TEXTE CITÉ:
"""
Le 27 septembre, l’armée gibeline se présenta devant Florence dont elle trouva toutes les femmes en deuil ; car, dit Villani, il n’en était pas une seule qui n’eût perdu un fils, un frère ou un mari. Les portes en étaient ouvertes, et nulle opposition ne fut faite. Dès le lendemain toutes les lois guelfes furent abolies, et le peuple, cessant d’avoir part au conseil, rentra sous la domination de la noblesse.

Alors une diète des cités gibelines de la Toscane fut convoquée à Empoli ; les ambassadeurs de Pise et de Sienne déclarèrent qu’ils ne voyaient d’autres moyens d’éteindre la guerre civile qu’en détruisant complètement Florence, véritable ville des Guelfes, et qui ne cesserait jamais de favoriser ce parti. Les comtes Guidi et Alberti, les Santafior et les Ubaldini, appuyèrent cette proposition. Chacun y applaudit, soit par ambition, soit par haine, soit par crainte. La motion allait passer, lorsque Farinata des Uberti se leva.

Ce fut un discours sublime que celui que prononça ce Florentin pour Florence, ce fils plaidant en faveur de sa mère, ce victorieux demandant grâce pour les vaincus, offrant de mourir pour que la patrie vécût, commençant comme Coriolan et finissant comme Camille.

La parole de Farinata l’emporta au conseil, comme son épée à la bataille. Florence fut sauvée : les Gibelins y établirent le siège de leur gouvernement, et le comte Guida Novello, capitaine des gendarmes de Manfred, fut nommé gouverneur de la ville.

Ce fut la cinquième année de cette réaction impériale que naquit, à Florence, un enfant qui reçut de ses parens le nom d’Alighieri, et du ciel celui de Dante.

Les choses durèrent ainsi depuis 1260 jusqu’en 1266.
"""
ENREGISTREMENTS BRUTS:
"""
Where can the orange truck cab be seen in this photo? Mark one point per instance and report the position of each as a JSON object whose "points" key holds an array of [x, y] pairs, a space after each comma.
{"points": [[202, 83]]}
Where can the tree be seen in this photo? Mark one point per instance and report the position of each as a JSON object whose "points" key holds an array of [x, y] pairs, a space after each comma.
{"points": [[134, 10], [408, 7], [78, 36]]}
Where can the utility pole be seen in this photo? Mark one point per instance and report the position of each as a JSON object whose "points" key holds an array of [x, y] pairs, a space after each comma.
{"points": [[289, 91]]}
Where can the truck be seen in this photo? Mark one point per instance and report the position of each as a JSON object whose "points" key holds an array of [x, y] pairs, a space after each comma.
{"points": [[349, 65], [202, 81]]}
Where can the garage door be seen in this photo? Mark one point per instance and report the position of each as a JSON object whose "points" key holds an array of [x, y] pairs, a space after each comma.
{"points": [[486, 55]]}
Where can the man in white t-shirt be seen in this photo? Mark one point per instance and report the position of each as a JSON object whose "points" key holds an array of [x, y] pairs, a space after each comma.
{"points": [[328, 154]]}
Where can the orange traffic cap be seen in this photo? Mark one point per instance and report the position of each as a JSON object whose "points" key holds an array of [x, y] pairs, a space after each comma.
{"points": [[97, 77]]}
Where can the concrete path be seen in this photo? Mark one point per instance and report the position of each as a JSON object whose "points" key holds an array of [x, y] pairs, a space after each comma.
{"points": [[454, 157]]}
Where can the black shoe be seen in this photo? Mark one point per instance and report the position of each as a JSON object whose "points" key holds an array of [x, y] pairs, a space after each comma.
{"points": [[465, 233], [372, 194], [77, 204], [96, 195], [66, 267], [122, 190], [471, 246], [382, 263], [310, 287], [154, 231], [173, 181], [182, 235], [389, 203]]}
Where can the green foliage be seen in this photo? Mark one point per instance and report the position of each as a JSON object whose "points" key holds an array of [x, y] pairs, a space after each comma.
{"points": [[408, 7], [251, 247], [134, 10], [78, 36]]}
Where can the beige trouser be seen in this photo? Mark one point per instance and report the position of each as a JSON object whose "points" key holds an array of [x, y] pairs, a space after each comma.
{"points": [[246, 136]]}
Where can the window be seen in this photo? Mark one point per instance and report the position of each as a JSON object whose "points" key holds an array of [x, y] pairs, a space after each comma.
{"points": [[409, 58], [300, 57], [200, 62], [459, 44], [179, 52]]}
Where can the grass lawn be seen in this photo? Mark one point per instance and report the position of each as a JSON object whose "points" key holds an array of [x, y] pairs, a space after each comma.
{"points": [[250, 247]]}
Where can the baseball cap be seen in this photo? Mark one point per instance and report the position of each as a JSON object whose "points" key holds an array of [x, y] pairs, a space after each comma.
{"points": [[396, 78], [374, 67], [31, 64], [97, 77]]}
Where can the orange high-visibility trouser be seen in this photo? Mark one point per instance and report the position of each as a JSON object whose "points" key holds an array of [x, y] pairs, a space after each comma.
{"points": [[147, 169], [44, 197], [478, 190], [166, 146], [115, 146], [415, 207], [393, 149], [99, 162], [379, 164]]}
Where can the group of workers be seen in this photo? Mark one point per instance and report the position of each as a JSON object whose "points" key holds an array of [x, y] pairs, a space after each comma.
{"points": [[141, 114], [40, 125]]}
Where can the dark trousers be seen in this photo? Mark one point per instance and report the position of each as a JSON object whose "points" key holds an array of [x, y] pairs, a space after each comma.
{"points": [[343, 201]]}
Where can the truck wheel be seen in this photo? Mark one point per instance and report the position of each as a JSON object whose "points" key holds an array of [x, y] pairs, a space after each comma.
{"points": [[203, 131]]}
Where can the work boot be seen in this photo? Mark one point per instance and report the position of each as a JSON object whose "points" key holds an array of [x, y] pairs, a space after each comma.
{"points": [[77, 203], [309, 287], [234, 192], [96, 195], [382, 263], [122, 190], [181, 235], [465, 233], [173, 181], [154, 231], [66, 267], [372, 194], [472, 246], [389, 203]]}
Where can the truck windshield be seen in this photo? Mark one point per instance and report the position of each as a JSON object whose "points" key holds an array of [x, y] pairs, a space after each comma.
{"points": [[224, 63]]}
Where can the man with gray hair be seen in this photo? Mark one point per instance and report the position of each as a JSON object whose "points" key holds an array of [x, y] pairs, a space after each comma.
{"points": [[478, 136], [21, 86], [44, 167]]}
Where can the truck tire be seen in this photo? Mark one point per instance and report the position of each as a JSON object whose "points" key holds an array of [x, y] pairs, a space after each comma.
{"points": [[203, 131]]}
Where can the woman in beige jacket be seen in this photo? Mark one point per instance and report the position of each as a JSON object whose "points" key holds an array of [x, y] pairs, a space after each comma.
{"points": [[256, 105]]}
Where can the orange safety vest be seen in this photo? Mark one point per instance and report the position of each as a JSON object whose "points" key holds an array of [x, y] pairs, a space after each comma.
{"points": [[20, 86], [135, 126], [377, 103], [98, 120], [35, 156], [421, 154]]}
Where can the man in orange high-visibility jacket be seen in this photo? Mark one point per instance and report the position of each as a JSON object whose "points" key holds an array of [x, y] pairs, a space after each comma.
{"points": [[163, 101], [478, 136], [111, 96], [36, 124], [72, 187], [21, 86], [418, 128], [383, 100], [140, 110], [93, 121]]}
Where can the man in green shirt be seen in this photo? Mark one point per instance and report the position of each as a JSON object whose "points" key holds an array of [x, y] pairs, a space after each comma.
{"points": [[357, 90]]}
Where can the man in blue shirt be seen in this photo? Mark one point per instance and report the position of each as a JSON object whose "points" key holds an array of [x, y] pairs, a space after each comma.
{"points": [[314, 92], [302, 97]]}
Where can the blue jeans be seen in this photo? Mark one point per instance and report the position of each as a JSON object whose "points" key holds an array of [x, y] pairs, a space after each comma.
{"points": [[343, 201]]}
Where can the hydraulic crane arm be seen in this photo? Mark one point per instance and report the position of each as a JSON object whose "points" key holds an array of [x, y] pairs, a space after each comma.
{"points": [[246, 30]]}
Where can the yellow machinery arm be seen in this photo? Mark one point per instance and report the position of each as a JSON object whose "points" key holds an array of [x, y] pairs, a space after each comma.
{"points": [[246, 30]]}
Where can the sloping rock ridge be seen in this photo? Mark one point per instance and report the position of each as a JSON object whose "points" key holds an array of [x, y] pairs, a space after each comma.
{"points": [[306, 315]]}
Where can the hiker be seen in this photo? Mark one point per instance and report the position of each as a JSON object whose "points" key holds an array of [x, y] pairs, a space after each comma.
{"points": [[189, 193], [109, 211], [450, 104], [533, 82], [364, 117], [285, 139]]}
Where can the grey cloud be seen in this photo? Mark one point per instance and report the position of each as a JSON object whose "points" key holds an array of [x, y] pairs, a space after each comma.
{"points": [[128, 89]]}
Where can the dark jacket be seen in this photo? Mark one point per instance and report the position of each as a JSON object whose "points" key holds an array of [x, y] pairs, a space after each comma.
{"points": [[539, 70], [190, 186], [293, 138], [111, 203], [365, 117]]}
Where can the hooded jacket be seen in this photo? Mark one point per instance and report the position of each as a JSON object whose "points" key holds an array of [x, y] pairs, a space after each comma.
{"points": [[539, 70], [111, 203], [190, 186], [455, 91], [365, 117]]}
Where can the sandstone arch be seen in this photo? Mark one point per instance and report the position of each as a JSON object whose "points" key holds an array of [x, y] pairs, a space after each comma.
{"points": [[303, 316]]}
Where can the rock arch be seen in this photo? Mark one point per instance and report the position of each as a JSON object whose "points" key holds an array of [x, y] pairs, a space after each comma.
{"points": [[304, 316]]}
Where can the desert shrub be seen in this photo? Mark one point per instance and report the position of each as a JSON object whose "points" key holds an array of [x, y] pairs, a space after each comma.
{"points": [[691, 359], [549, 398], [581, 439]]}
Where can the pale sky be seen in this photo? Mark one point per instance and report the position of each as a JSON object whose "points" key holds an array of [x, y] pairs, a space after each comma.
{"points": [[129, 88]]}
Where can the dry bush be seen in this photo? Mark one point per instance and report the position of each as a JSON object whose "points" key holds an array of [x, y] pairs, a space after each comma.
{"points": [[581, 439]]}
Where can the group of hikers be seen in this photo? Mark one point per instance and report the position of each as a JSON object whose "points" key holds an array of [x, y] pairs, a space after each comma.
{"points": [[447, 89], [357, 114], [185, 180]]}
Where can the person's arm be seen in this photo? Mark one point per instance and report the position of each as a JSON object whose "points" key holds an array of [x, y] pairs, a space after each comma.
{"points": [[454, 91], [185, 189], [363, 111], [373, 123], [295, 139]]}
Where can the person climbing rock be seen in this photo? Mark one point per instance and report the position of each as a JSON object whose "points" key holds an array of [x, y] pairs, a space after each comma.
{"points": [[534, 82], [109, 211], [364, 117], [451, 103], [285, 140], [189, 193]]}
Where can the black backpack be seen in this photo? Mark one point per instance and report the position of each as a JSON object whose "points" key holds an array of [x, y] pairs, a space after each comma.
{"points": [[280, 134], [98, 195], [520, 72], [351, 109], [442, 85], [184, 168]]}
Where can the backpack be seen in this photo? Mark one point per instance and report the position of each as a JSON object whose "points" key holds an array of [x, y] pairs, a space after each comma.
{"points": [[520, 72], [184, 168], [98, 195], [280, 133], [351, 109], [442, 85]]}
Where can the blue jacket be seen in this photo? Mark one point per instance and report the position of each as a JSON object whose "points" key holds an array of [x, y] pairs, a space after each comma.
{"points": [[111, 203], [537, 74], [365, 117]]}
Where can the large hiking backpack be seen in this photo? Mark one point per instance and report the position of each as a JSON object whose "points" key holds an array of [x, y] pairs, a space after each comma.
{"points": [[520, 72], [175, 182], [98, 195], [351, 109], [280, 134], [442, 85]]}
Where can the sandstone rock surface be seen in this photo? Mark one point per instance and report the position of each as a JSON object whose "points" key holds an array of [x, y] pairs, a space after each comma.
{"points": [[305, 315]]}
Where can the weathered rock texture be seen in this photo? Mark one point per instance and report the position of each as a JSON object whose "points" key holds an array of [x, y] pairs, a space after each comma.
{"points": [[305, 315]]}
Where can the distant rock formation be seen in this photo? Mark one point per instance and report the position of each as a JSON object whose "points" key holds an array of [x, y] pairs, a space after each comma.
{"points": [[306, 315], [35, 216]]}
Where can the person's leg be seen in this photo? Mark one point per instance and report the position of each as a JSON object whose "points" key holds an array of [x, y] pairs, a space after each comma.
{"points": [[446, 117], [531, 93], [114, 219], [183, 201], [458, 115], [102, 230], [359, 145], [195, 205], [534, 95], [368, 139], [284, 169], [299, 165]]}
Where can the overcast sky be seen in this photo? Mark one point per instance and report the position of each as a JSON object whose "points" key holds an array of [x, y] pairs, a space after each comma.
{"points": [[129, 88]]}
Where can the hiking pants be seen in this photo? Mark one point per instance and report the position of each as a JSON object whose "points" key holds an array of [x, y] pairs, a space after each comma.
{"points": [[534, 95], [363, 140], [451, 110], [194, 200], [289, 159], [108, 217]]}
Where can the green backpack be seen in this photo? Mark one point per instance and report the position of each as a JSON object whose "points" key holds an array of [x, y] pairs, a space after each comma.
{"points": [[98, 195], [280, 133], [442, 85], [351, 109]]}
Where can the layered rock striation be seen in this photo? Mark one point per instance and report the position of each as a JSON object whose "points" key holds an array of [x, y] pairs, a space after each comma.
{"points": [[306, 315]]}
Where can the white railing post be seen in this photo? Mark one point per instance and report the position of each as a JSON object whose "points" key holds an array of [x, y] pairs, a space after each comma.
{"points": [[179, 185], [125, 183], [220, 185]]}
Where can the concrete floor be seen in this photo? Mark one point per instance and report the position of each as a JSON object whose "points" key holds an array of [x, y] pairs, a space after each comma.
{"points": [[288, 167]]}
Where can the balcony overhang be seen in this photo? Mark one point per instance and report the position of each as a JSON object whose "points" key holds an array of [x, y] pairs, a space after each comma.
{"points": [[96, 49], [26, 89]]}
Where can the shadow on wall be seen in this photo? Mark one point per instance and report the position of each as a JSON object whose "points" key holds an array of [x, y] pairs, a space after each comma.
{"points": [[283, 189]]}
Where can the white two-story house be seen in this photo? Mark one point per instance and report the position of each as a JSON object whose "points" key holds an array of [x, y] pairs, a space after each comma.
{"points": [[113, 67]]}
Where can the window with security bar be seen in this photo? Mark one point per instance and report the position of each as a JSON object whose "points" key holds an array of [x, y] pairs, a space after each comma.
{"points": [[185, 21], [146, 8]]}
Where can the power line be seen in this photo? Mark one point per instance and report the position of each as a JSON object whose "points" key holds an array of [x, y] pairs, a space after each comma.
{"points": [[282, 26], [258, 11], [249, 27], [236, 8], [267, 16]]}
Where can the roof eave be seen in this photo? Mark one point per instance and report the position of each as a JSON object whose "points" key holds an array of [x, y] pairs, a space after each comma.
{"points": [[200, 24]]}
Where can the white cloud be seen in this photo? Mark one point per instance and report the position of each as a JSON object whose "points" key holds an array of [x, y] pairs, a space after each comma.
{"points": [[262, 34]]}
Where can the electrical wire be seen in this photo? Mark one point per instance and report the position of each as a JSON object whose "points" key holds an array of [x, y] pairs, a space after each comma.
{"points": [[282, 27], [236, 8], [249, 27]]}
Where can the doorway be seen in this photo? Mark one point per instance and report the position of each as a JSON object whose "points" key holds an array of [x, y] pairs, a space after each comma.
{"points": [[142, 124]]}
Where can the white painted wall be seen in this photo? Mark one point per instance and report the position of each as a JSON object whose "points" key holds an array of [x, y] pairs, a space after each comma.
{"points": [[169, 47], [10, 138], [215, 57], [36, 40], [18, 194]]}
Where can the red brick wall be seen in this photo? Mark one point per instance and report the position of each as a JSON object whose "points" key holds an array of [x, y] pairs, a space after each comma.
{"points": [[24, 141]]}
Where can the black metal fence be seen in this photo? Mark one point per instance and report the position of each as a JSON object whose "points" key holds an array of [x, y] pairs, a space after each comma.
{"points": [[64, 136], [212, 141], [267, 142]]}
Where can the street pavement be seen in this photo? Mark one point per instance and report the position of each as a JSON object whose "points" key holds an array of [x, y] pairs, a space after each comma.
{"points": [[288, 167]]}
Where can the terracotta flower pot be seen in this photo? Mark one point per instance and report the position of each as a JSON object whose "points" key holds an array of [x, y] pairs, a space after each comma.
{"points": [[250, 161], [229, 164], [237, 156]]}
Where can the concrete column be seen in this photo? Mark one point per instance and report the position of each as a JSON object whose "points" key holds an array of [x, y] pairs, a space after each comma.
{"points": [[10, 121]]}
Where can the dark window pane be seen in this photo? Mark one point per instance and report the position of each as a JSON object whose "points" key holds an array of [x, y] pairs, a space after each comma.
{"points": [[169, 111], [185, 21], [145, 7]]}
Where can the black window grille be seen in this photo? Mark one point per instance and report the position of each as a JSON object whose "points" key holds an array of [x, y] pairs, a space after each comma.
"""
CONSIGNE A:
Dans le récit sur Florence, résumez sous forme de liste le paragraphe commençant par « Alors une diète des cités gibelines » en conservant ses faits principaux.
CONSIGNE B:
Reproduisez fidèlement, dans les enregistrements, tout ce qui va de la ligne contenant « Where can the black metal » jusqu'à la fin des enregistrements, ces deux bornes comprises.

RÉPONSE ATTENDUE A:
- Une diète des cités gibelines de Toscane est convoquée à Empoli.
- Les ambassadeurs de Pise et de Sienne jugent que seule la destruction complète de Florence peut éteindre la guerre civile, car cette ville guelfe ne cesserait jamais de favoriser ce parti.
- Les comtes Guidi et Alberti, les Santafior et les Ubaldini appuient la proposition.
- Tous applaudissent, par ambition, par haine ou par crainte.
- La motion va passer lorsque Farinata des Uberti se lève.

RÉPONSE ATTENDUE B:
Where can the black metal fence be seen in this photo? Mark one point per instance and report the position of each as a JSON object whose "points" key holds an array of [x, y] pairs, a space after each comma.
{"points": [[64, 136], [212, 141], [267, 142]]}
Where can the street pavement be seen in this photo? Mark one point per instance and report the position of each as a JSON object whose "points" key holds an array of [x, y] pairs, a space after each comma.
{"points": [[288, 167]]}
Where can the terracotta flower pot be seen in this photo? Mark one point per instance and report the position of each as a JSON object whose "points" key holds an array of [x, y] pairs, a space after each comma.
{"points": [[250, 161], [229, 164], [237, 156]]}
Where can the concrete column be seen in this photo? Mark one point per instance and report the position of each as a JSON object whose "points" key holds an array of [x, y] pairs, a space after each comma.
{"points": [[10, 121]]}
Where can the dark window pane be seen in this photo? Mark one point per instance and report the position of each as a JSON object whose "points" key holds an array of [x, y] pairs, a space after each comma.
{"points": [[169, 111], [185, 21], [145, 7]]}
Where can the black window grille be seen in this photo? Mark one point per instance and report the position of each as a JSON object whose "points" key holds an array of [x, y] pairs, a space after each comma.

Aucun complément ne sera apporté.